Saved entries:
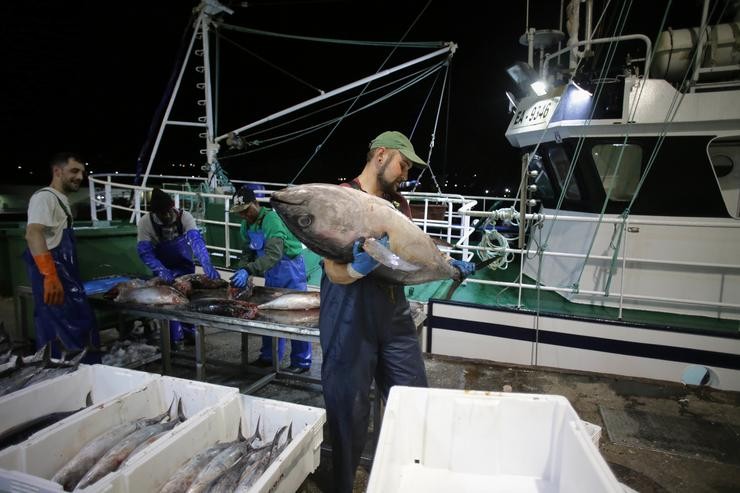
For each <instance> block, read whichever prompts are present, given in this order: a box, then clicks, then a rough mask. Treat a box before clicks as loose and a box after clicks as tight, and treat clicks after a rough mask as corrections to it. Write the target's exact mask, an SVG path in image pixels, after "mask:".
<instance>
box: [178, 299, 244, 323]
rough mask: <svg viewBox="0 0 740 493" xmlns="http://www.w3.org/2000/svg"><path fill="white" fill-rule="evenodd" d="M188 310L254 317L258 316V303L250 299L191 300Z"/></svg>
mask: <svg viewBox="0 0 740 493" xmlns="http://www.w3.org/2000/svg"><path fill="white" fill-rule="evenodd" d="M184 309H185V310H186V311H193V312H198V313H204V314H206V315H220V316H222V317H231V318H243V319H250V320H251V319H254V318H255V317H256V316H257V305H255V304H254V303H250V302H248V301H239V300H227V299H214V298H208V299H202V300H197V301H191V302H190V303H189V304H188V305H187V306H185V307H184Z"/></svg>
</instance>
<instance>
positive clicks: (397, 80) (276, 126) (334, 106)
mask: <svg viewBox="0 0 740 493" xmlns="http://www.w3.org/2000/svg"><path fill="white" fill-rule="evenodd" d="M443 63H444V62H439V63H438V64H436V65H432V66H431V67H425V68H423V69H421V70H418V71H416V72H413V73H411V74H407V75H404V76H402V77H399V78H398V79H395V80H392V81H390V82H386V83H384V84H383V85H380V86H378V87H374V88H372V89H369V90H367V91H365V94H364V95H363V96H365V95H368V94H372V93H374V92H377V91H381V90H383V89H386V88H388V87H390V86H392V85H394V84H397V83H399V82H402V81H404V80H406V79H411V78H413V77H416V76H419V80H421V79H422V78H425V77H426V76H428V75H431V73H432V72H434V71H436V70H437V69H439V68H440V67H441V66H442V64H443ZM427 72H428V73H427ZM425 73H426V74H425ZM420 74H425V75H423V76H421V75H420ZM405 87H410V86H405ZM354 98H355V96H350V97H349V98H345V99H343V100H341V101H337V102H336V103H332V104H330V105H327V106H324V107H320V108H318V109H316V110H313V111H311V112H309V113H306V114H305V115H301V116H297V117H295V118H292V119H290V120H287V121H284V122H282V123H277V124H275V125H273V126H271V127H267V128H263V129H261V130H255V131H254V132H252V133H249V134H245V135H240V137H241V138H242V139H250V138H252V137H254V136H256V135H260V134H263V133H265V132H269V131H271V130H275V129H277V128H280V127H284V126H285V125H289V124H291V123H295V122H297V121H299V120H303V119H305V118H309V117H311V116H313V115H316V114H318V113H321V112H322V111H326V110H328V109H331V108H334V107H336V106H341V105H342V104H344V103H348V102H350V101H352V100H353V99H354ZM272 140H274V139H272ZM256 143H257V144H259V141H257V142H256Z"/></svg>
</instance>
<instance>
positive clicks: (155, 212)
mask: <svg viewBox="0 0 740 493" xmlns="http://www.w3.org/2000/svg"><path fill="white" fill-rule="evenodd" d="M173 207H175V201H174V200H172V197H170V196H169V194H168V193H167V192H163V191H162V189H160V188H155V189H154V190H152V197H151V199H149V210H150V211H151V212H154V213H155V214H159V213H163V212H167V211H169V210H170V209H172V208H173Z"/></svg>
---
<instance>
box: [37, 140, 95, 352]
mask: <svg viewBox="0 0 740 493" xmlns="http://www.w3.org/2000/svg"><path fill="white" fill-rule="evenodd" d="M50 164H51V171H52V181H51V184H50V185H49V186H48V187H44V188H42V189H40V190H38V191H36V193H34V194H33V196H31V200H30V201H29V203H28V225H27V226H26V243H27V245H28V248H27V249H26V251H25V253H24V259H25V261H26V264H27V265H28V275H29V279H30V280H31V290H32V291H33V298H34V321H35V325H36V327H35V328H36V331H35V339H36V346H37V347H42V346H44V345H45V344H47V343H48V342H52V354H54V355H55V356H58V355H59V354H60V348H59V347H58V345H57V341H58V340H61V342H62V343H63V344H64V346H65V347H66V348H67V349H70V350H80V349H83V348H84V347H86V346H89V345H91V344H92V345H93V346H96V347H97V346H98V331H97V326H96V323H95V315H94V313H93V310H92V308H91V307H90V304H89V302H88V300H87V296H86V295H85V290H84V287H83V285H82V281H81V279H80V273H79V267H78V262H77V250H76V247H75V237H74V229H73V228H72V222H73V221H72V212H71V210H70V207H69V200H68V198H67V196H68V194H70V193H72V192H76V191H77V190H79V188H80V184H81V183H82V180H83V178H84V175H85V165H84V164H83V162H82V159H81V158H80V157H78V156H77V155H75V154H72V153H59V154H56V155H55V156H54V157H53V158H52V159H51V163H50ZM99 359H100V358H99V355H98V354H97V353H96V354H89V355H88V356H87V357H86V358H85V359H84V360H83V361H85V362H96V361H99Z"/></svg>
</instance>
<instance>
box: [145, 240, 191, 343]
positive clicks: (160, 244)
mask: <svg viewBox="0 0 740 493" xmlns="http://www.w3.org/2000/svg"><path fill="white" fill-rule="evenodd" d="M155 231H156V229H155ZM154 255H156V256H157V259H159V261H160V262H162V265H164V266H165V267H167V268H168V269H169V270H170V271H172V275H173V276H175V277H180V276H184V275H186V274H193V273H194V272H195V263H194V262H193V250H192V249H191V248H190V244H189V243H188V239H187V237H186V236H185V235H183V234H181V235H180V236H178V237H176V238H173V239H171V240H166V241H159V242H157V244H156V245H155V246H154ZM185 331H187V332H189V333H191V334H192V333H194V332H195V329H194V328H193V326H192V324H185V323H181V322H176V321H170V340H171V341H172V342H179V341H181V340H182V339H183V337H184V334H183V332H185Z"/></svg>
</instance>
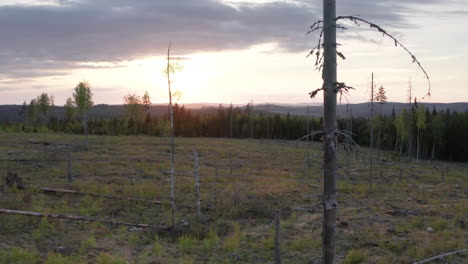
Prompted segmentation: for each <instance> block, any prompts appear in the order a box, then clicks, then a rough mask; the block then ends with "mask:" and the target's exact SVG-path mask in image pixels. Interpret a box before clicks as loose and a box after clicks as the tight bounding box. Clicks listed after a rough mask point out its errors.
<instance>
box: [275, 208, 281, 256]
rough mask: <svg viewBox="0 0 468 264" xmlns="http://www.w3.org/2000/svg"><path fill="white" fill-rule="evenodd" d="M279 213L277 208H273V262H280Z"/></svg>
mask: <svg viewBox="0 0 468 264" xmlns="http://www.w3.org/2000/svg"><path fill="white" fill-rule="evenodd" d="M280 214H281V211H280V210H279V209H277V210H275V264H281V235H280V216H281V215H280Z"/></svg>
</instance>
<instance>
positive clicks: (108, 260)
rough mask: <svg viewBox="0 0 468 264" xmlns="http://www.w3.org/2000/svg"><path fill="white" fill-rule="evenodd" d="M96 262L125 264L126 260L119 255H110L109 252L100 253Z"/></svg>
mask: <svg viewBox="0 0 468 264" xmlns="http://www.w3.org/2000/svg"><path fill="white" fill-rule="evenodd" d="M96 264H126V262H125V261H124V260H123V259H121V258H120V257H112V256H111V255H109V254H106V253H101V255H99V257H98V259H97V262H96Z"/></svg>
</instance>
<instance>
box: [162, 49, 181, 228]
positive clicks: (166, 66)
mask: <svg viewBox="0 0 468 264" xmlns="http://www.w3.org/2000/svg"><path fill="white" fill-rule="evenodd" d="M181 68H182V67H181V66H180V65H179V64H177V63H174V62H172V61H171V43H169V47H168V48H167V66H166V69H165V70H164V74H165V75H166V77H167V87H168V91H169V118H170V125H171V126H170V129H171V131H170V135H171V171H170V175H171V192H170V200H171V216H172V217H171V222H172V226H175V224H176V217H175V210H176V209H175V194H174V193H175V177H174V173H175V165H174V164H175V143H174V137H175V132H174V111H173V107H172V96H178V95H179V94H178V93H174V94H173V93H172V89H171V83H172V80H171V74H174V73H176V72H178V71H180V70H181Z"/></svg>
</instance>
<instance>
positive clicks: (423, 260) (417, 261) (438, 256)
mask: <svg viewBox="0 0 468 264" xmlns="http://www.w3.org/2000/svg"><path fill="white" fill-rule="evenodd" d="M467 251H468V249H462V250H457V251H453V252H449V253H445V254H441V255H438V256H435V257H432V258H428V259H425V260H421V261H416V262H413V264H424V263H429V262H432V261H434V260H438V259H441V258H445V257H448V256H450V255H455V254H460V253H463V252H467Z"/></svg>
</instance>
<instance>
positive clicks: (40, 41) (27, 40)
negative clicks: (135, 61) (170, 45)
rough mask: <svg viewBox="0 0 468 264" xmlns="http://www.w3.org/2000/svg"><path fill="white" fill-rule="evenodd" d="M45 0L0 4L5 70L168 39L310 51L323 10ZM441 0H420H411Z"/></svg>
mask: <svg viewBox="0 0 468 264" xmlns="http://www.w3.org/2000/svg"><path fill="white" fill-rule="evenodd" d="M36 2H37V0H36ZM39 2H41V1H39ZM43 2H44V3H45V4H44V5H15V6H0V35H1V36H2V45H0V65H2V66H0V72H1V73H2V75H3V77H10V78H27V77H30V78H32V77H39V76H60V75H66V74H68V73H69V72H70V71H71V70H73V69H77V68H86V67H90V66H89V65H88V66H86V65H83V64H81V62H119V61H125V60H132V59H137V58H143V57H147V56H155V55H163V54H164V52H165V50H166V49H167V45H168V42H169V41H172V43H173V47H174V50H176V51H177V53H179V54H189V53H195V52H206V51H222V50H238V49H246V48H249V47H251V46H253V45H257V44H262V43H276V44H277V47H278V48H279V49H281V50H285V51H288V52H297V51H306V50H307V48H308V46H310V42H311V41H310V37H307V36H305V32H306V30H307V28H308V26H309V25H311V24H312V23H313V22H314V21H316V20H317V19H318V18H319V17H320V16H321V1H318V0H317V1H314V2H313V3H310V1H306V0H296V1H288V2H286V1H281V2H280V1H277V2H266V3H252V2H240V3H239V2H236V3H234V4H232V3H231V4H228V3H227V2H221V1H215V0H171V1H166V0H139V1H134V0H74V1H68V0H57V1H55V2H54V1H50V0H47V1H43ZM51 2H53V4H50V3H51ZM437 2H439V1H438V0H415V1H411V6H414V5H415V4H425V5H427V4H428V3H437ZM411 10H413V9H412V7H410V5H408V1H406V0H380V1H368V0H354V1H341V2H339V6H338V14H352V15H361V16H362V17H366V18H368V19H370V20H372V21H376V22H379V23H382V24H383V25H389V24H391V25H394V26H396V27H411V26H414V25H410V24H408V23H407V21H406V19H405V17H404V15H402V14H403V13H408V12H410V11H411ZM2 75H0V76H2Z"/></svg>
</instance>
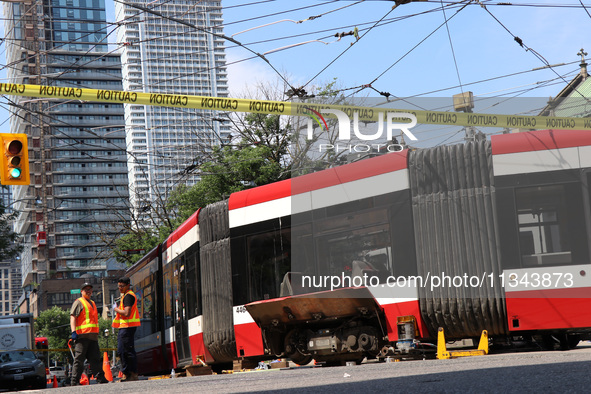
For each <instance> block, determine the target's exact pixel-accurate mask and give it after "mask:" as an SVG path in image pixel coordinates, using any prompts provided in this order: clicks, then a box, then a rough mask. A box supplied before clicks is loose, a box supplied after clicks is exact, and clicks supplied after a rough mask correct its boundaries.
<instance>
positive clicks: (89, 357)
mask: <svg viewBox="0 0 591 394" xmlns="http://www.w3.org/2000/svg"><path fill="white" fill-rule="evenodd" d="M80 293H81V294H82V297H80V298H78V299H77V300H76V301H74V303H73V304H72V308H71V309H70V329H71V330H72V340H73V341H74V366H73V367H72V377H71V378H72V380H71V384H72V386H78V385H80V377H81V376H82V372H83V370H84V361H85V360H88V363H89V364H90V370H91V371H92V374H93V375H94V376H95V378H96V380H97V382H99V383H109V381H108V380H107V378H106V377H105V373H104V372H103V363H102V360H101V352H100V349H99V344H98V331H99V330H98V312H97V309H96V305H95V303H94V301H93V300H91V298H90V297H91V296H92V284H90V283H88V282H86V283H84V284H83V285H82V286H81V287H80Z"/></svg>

Your goal:
Go over the records above and tally each line that includes "exact". Give the total by itself.

Output for this task:
3